Data extract ->

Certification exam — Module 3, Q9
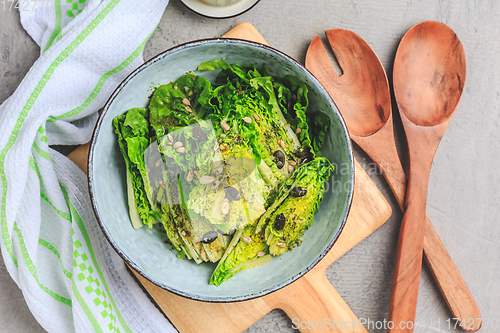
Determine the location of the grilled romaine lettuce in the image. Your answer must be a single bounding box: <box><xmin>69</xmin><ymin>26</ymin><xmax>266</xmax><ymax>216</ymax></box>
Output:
<box><xmin>210</xmin><ymin>157</ymin><xmax>333</xmax><ymax>286</ymax></box>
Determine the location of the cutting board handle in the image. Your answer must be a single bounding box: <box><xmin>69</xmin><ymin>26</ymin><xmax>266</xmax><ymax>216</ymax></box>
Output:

Prompt ->
Rewrite the listing with every "bounding box" changed to "bounding rectangle" and nothing else altered. Leave out the pictures.

Complete output ->
Certification exam — Module 3, Q9
Determine the location of the grilled romaine lettuce in the image. Your answer must be a single bounding rectangle: <box><xmin>69</xmin><ymin>26</ymin><xmax>266</xmax><ymax>216</ymax></box>
Output:
<box><xmin>210</xmin><ymin>157</ymin><xmax>333</xmax><ymax>286</ymax></box>
Determine the location of the cutting board handle in the image. Your answer must be a single bounding rectangle: <box><xmin>69</xmin><ymin>26</ymin><xmax>266</xmax><ymax>216</ymax></box>
Output:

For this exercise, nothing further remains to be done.